● **WHAT THE TASK ASKS**: Scan the entries below. List each line with "negative".
# # # #
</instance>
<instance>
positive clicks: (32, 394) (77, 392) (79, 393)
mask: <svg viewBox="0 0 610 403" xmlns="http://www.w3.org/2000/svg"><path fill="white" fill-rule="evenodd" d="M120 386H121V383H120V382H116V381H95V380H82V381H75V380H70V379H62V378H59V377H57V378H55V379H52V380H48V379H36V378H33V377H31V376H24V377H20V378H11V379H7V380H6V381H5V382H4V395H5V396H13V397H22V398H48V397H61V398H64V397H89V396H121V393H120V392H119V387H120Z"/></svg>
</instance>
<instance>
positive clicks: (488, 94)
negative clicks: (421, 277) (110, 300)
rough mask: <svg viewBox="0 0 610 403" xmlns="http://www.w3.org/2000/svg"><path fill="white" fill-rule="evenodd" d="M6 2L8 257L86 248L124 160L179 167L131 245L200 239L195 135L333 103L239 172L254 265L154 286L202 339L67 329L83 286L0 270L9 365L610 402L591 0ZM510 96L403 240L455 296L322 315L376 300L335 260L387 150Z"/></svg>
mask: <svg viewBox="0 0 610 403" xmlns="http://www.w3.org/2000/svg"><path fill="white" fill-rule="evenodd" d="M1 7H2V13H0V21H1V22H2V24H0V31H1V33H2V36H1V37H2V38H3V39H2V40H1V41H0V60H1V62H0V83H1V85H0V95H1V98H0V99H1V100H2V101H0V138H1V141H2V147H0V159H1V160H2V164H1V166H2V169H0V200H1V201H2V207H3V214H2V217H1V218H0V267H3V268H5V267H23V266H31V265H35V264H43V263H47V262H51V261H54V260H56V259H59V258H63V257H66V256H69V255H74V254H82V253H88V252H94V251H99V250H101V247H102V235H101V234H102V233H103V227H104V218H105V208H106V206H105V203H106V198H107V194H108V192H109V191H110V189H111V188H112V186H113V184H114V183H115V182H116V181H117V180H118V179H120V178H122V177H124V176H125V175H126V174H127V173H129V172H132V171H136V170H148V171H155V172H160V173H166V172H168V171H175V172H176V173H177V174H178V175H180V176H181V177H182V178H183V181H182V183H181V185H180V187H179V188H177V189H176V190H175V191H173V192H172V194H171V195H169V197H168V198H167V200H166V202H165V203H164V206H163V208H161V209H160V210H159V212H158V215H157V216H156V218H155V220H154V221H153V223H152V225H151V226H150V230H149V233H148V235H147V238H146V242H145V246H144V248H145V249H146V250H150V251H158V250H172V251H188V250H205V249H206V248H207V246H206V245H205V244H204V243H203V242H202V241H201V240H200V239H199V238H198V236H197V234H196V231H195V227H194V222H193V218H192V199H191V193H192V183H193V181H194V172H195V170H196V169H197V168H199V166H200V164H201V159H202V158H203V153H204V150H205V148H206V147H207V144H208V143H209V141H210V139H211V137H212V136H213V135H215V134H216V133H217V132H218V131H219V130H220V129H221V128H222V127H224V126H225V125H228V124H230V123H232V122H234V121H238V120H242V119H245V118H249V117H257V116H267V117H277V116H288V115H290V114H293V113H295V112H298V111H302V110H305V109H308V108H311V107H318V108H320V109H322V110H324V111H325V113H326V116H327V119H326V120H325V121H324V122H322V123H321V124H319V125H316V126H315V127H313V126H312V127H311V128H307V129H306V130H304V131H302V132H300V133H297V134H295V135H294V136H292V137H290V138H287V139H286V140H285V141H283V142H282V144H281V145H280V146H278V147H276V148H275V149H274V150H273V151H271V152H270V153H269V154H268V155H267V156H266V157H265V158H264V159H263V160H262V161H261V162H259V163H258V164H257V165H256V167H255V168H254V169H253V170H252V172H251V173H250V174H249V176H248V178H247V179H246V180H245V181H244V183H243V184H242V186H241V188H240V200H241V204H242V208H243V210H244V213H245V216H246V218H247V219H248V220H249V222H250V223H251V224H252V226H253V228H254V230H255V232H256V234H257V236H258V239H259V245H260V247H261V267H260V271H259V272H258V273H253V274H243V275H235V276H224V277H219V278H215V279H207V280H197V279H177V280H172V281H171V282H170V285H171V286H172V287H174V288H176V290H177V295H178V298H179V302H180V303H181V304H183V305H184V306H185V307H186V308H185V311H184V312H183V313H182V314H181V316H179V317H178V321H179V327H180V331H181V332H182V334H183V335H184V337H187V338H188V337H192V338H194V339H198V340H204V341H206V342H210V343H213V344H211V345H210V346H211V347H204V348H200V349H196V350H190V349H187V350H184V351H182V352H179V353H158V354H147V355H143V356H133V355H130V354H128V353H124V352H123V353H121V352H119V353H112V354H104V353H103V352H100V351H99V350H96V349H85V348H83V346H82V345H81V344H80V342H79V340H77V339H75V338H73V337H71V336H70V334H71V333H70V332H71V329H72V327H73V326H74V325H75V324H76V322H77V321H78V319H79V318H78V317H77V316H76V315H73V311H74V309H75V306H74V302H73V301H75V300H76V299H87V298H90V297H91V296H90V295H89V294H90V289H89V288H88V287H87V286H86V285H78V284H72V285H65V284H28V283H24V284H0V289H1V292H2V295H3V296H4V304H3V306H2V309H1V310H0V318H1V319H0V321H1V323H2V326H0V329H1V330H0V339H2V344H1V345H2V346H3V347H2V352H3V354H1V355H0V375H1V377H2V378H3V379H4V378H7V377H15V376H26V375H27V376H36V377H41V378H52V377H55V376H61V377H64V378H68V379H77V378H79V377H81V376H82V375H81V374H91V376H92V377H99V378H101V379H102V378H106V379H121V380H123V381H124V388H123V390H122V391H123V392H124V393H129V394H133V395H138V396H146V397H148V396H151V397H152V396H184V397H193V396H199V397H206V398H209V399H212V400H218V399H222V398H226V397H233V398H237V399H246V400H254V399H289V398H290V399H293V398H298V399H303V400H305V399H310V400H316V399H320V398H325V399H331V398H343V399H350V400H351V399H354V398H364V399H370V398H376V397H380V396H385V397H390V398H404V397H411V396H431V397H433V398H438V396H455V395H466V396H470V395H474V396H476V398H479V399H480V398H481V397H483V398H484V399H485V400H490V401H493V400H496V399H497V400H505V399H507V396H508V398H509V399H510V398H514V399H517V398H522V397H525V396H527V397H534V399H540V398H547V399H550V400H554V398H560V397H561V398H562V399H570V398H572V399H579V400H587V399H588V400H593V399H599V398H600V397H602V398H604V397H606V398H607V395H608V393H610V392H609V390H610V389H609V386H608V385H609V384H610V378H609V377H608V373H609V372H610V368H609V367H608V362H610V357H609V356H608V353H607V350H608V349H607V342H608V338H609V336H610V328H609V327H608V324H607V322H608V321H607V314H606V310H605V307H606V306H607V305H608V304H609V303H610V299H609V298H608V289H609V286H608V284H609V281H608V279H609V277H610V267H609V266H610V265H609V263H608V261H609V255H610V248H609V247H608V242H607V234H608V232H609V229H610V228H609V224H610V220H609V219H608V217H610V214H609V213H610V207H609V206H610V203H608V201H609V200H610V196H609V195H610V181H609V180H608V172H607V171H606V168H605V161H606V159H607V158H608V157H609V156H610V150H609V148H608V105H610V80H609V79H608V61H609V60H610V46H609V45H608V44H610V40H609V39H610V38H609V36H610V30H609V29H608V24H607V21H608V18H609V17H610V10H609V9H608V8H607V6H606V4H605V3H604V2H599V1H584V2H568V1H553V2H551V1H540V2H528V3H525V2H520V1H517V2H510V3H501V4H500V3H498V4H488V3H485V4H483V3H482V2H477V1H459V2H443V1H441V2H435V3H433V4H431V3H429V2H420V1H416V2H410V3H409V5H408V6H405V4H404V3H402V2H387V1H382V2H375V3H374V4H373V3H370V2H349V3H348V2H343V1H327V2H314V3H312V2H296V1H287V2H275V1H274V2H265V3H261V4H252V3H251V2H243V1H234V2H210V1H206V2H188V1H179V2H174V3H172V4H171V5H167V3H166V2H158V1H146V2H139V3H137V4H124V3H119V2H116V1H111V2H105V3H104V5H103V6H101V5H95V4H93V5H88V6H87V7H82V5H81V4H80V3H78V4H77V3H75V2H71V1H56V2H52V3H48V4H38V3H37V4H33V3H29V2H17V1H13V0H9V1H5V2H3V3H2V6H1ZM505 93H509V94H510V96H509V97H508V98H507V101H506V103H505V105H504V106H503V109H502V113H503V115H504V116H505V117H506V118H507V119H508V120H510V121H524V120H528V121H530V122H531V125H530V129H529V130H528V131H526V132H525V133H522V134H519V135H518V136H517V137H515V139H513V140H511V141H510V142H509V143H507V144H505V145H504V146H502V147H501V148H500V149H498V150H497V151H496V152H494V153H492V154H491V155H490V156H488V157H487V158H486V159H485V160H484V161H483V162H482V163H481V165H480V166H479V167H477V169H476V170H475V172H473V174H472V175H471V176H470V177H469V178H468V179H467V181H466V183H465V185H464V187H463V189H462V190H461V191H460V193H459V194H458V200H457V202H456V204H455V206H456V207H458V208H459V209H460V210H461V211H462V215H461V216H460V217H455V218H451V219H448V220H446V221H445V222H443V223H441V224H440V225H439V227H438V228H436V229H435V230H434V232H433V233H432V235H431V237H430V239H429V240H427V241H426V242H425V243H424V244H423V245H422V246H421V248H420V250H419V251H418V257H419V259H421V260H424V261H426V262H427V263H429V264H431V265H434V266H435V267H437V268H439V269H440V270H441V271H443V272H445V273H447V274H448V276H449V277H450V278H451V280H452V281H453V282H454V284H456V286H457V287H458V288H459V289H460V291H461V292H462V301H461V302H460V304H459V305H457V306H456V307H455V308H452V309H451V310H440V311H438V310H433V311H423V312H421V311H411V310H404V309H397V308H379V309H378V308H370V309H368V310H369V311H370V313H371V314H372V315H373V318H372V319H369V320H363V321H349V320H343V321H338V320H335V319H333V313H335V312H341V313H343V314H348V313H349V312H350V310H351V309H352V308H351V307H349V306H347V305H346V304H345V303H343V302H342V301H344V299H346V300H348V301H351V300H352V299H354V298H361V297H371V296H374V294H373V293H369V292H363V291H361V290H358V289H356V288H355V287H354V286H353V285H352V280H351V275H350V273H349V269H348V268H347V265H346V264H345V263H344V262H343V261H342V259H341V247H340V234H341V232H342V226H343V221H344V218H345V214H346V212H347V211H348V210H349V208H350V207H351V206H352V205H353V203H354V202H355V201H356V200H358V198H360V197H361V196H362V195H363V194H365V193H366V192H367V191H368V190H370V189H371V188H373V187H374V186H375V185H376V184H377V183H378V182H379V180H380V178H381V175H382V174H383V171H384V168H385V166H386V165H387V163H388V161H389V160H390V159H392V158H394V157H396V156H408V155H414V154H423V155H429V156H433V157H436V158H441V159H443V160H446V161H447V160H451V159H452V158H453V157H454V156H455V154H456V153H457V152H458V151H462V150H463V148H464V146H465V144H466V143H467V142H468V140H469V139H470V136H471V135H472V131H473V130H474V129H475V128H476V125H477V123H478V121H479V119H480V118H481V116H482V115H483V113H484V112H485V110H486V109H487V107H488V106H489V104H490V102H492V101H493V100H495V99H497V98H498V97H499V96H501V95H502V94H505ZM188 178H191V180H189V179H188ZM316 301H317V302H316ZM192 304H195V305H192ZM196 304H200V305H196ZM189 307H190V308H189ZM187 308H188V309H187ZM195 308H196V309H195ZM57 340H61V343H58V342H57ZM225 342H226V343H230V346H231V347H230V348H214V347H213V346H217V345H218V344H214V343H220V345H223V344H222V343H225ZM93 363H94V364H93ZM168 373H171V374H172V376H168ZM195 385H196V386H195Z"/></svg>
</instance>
# # # #
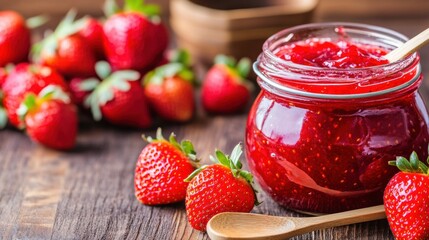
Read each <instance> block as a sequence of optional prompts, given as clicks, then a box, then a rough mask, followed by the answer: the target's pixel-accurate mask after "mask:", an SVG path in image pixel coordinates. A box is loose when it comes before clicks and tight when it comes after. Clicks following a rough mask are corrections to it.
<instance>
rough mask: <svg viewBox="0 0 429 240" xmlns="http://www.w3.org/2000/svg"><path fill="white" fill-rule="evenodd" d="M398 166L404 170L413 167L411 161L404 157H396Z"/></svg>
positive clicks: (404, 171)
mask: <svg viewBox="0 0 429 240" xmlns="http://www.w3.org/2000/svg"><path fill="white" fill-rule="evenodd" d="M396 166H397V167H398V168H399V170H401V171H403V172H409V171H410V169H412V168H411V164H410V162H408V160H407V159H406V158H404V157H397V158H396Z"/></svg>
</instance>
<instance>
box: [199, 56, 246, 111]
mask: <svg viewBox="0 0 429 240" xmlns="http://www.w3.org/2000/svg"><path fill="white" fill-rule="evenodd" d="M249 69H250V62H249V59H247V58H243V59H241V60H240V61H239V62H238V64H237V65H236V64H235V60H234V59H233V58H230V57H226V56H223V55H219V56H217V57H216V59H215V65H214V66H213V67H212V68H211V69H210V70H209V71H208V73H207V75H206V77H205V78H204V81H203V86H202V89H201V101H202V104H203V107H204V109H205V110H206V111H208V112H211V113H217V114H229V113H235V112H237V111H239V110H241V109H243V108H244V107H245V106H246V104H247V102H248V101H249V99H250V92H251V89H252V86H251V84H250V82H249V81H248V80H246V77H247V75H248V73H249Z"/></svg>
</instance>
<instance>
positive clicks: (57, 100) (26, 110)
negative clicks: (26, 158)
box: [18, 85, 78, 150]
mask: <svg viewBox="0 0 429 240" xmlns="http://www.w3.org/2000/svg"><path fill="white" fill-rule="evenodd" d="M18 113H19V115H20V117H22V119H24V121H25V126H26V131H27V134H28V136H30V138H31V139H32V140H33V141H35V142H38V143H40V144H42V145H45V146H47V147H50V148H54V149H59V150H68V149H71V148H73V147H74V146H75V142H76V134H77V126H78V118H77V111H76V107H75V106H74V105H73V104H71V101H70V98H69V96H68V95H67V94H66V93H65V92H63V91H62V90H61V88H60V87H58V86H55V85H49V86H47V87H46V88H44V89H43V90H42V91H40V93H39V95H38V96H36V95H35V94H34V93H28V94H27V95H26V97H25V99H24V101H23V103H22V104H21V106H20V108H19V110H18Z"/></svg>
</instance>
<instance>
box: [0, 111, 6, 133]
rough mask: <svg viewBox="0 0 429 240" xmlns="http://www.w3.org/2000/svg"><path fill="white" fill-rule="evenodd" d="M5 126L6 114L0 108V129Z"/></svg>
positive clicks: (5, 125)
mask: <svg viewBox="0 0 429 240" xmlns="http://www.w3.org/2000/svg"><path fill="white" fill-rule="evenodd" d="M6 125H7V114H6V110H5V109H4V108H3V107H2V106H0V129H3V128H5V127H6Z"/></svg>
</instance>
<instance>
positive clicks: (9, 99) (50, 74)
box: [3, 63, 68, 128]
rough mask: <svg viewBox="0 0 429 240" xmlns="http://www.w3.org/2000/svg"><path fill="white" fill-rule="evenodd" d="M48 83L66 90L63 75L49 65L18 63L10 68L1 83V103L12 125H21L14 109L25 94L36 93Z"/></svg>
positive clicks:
# # # #
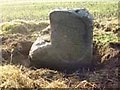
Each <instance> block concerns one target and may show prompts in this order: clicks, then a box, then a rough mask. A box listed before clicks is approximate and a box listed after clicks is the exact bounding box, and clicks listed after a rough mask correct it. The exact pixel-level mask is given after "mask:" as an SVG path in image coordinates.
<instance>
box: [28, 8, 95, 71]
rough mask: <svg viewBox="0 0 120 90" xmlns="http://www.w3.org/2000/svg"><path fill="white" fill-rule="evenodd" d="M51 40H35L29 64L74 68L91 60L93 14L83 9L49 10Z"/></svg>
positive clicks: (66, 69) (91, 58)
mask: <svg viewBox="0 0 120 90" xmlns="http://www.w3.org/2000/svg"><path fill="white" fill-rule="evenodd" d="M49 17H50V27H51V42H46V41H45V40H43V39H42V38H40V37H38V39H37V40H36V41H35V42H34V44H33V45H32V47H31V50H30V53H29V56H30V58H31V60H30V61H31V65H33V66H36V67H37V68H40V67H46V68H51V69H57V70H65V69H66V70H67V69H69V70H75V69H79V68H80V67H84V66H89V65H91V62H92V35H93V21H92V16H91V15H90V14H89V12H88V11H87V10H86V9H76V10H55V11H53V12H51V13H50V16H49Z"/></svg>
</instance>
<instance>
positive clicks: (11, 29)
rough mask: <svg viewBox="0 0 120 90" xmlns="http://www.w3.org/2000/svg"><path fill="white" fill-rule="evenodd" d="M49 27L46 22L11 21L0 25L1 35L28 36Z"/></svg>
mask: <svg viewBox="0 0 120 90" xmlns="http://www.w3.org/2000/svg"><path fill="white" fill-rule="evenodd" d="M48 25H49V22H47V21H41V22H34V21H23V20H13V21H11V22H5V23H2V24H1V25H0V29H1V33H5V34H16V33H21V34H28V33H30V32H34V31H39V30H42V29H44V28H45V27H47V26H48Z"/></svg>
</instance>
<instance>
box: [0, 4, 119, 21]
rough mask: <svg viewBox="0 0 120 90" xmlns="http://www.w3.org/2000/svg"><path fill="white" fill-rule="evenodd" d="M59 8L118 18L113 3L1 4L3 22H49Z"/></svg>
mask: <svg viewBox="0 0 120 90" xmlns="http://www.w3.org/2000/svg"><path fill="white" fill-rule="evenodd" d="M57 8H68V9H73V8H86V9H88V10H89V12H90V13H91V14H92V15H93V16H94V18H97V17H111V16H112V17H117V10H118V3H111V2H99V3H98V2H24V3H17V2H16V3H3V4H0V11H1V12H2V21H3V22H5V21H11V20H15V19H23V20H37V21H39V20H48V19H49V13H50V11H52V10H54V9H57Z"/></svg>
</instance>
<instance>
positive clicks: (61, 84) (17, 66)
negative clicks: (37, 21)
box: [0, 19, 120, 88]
# # # #
● **SOLUTION TO THIS EXERCISE**:
negative clicks: (421, 277) (110, 300)
negative clicks: (26, 158)
negative clicks: (37, 21)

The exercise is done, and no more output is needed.